**EXERCISE**
Reproduce the entries from the line with "Tag each instance of the tile" to the line with "x=404, y=313", including both of those lines.

**STORED ROWS**

_ _ _ _

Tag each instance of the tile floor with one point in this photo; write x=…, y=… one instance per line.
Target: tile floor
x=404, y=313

_ _ _ _

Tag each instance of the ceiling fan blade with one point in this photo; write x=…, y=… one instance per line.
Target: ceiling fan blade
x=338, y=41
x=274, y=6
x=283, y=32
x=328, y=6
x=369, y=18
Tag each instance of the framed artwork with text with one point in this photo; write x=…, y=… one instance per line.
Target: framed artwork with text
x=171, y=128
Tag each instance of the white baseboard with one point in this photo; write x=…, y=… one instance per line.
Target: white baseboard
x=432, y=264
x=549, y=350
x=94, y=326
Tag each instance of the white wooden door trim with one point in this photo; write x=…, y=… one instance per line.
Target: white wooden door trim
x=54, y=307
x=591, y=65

_ _ _ _

**REPLY**
Tag each instance of the tile floor with one point in this photo; write x=…, y=… one instance per line.
Target: tile floor
x=404, y=313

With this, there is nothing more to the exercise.